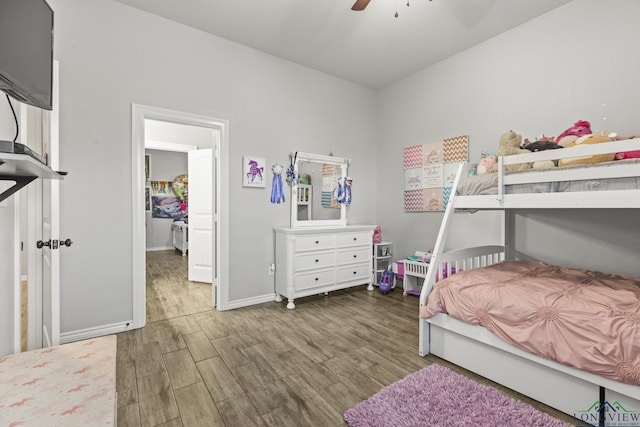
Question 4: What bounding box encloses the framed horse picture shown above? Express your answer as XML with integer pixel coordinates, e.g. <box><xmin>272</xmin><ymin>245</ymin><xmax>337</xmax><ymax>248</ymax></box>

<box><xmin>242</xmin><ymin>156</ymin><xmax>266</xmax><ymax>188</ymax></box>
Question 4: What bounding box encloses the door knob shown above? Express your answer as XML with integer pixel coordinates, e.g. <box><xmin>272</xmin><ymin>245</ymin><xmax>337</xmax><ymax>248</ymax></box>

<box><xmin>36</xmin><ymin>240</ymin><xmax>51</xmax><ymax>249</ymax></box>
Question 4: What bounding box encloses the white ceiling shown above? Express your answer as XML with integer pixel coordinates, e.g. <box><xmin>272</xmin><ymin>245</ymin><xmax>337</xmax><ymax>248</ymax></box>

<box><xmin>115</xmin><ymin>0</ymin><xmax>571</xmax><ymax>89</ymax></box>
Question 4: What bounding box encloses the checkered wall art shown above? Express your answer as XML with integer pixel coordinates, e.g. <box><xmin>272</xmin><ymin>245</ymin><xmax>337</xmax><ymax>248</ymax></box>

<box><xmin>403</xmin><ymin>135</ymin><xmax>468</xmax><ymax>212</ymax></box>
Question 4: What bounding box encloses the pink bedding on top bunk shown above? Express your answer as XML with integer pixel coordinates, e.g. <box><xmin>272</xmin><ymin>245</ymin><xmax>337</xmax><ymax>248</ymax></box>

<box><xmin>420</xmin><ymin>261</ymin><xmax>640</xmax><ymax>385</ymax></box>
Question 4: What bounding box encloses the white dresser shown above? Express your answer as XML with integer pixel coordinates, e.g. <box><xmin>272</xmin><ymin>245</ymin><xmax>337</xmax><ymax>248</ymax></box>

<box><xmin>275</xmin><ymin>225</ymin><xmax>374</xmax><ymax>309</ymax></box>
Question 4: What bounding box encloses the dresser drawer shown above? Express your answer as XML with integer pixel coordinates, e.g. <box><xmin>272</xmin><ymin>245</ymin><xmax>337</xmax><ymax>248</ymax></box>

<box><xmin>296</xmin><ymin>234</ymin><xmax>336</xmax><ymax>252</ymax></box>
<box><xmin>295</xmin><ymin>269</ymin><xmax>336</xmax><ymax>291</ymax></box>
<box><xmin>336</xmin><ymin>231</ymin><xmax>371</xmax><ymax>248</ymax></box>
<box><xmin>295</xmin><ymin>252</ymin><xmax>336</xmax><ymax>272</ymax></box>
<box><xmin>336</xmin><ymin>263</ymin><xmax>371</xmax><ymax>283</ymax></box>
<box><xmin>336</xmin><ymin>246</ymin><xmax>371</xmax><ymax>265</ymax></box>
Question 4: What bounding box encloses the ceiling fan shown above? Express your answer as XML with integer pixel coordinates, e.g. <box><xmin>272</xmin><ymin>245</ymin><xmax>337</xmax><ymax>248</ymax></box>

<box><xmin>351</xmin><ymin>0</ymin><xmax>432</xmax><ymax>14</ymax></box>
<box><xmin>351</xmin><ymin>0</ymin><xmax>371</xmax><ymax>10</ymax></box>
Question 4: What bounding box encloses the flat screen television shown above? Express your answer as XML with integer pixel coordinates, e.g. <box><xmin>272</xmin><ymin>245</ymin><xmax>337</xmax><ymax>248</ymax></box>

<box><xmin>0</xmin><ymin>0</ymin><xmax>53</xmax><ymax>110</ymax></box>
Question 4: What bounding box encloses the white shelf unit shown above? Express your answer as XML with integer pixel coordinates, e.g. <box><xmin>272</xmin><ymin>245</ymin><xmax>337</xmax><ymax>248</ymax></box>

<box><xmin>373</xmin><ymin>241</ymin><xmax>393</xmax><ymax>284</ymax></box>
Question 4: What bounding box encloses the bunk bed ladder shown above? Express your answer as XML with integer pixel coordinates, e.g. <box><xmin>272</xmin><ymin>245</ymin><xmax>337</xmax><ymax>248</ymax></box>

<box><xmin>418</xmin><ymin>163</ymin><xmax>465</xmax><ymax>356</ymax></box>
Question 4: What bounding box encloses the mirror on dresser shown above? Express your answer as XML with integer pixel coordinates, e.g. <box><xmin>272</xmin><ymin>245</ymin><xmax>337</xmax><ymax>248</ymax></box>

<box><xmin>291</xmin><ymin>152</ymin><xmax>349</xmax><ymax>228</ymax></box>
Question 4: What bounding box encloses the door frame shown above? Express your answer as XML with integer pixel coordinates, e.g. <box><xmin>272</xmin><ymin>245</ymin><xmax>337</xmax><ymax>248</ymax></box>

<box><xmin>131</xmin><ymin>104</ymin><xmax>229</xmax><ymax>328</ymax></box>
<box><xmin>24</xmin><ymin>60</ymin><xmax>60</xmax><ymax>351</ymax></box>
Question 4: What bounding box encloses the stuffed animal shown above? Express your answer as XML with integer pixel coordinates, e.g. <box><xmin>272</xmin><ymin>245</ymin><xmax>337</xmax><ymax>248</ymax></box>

:::

**Exercise:**
Copy every item above word for word, leaving out the pictures.

**Answer for the task:**
Question 4: What bounding box encloses the framed horse picture shown above? Express your answer as XML with integer pixel coordinates, e.g. <box><xmin>272</xmin><ymin>245</ymin><xmax>337</xmax><ymax>248</ymax></box>

<box><xmin>242</xmin><ymin>156</ymin><xmax>266</xmax><ymax>188</ymax></box>
Question 4: What bounding box encloses the door knob shown above? Express your answer as XML with integer pixel coordinates, e.g. <box><xmin>272</xmin><ymin>245</ymin><xmax>337</xmax><ymax>248</ymax></box>

<box><xmin>36</xmin><ymin>240</ymin><xmax>51</xmax><ymax>249</ymax></box>
Question 4: What bounding box encloses the white ceiling shown above? Express your answer as XML with integer pixel coordinates, e.g. <box><xmin>272</xmin><ymin>245</ymin><xmax>337</xmax><ymax>248</ymax></box>

<box><xmin>115</xmin><ymin>0</ymin><xmax>571</xmax><ymax>89</ymax></box>
Question 4: What bounding box encloses the checkered wall art shown above? Express your answer as XML with integer pixel coordinates, e.g. <box><xmin>272</xmin><ymin>245</ymin><xmax>337</xmax><ymax>248</ymax></box>

<box><xmin>403</xmin><ymin>135</ymin><xmax>468</xmax><ymax>212</ymax></box>
Question 4: What bounding box encloses the pink bedding on top bunk shown above? Express your answer as XML with integer pixel coordinates, e.g. <box><xmin>272</xmin><ymin>245</ymin><xmax>337</xmax><ymax>248</ymax></box>

<box><xmin>420</xmin><ymin>261</ymin><xmax>640</xmax><ymax>385</ymax></box>
Question 4: What bounding box encloses the white dresser shown above? Express your answer as XML with integer pixel coordinates, e.g. <box><xmin>272</xmin><ymin>245</ymin><xmax>337</xmax><ymax>248</ymax></box>

<box><xmin>275</xmin><ymin>225</ymin><xmax>374</xmax><ymax>309</ymax></box>
Question 4: What bounding box encloses the dresser drawer shown above? Express your answer as XML with integer pixel coordinates, e.g. <box><xmin>272</xmin><ymin>245</ymin><xmax>337</xmax><ymax>248</ymax></box>

<box><xmin>296</xmin><ymin>234</ymin><xmax>336</xmax><ymax>252</ymax></box>
<box><xmin>295</xmin><ymin>269</ymin><xmax>336</xmax><ymax>291</ymax></box>
<box><xmin>336</xmin><ymin>231</ymin><xmax>371</xmax><ymax>248</ymax></box>
<box><xmin>295</xmin><ymin>252</ymin><xmax>336</xmax><ymax>272</ymax></box>
<box><xmin>336</xmin><ymin>263</ymin><xmax>371</xmax><ymax>283</ymax></box>
<box><xmin>336</xmin><ymin>246</ymin><xmax>371</xmax><ymax>265</ymax></box>
Question 4: What bounding box encloses the ceiling fan shown above? Express your answer as XML with integer pixel coordinates, e.g. <box><xmin>272</xmin><ymin>245</ymin><xmax>337</xmax><ymax>248</ymax></box>

<box><xmin>351</xmin><ymin>0</ymin><xmax>432</xmax><ymax>14</ymax></box>
<box><xmin>351</xmin><ymin>0</ymin><xmax>371</xmax><ymax>10</ymax></box>
Question 4: What bounding box encloses the flat screen television shown above? Express your answer as XML with integer pixel coordinates, e.g. <box><xmin>272</xmin><ymin>245</ymin><xmax>337</xmax><ymax>248</ymax></box>

<box><xmin>0</xmin><ymin>0</ymin><xmax>53</xmax><ymax>110</ymax></box>
Question 4: What bounding box encloses the white shelf unit shown above? Express your answer as XML with integer pixel coordinates, e.g. <box><xmin>272</xmin><ymin>245</ymin><xmax>337</xmax><ymax>248</ymax></box>

<box><xmin>373</xmin><ymin>241</ymin><xmax>393</xmax><ymax>284</ymax></box>
Question 4: What bounding box encloses the bunk bed ladder shown above? Express your answer as XML with integer pixel coordinates, e.g. <box><xmin>272</xmin><ymin>245</ymin><xmax>337</xmax><ymax>248</ymax></box>

<box><xmin>418</xmin><ymin>163</ymin><xmax>465</xmax><ymax>356</ymax></box>
Question 4: What bounding box encloses the mirror on dresser shown above? Express your answer as XML with integer pixel coordinates, e.g. <box><xmin>272</xmin><ymin>245</ymin><xmax>337</xmax><ymax>248</ymax></box>

<box><xmin>291</xmin><ymin>152</ymin><xmax>349</xmax><ymax>228</ymax></box>
Question 4: What bounding box encloses the door frame shown above? Express your answer as XML with integer pixel coordinates, e.g. <box><xmin>272</xmin><ymin>245</ymin><xmax>337</xmax><ymax>248</ymax></box>

<box><xmin>131</xmin><ymin>104</ymin><xmax>229</xmax><ymax>328</ymax></box>
<box><xmin>24</xmin><ymin>60</ymin><xmax>60</xmax><ymax>351</ymax></box>
Question 4: What bounding box encloses the stuffed animal shown above? Express your answer as XML with integer pixel coordinates, e.g. <box><xmin>272</xmin><ymin>245</ymin><xmax>337</xmax><ymax>248</ymax></box>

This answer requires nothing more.